The problem: Copy out the stretch of the items below from the line containing "Pin a point on every instance of the patterned" through the end of the items, keeping every character unchanged.

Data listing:
** Start **
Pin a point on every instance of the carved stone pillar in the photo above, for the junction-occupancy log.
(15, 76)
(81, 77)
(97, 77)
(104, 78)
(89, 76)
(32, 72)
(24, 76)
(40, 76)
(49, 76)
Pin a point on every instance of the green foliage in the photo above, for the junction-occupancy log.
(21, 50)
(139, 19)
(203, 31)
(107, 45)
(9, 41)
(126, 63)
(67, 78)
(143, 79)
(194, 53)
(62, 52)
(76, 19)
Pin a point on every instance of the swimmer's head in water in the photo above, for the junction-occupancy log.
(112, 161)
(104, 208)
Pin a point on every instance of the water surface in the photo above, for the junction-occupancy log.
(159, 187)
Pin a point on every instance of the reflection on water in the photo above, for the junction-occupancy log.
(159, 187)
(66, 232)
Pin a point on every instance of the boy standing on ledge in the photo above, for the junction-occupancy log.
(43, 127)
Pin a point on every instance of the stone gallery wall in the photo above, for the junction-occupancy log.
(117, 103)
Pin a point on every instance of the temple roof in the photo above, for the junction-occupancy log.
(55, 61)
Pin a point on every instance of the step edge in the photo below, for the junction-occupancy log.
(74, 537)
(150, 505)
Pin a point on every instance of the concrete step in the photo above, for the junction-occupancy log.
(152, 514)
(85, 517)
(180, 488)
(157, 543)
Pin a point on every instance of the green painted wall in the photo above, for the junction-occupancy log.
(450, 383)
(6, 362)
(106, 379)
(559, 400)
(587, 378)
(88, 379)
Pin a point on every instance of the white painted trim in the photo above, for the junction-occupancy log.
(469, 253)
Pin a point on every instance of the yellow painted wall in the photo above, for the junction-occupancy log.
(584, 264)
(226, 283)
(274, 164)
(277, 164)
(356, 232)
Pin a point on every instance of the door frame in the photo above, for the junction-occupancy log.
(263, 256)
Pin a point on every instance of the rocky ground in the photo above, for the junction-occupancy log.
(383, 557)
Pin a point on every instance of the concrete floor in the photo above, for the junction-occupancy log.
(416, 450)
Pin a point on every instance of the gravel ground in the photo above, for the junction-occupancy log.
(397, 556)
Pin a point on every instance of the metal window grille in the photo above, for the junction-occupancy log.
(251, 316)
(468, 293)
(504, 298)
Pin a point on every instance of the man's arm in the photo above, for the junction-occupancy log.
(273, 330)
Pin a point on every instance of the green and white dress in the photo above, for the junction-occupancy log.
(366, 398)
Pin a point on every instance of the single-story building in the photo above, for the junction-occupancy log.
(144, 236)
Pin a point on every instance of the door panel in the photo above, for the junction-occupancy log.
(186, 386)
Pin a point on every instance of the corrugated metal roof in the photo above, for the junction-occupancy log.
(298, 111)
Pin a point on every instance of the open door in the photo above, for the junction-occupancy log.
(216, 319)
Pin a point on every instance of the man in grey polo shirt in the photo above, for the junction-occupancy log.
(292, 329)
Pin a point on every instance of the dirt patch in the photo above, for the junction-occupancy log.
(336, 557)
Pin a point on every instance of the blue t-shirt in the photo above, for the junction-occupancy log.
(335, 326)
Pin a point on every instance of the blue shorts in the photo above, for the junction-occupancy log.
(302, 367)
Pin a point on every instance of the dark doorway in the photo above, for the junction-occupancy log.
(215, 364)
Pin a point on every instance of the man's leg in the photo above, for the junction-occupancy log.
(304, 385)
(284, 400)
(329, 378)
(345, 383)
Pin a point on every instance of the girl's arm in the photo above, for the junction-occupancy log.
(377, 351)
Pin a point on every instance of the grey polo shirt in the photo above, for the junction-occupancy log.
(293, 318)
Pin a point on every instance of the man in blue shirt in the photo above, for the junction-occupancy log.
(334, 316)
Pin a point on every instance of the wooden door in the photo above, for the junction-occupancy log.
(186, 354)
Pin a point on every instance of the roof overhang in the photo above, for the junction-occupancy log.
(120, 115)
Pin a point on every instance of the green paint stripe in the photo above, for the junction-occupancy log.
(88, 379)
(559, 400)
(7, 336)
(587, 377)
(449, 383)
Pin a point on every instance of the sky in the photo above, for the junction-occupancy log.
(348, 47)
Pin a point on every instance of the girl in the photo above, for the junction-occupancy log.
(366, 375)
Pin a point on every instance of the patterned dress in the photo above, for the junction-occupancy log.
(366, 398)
** End **
Exercise solution:
Pin a point on every instance of the patterned dress in the photo above, for the junction-occupancy log.
(366, 398)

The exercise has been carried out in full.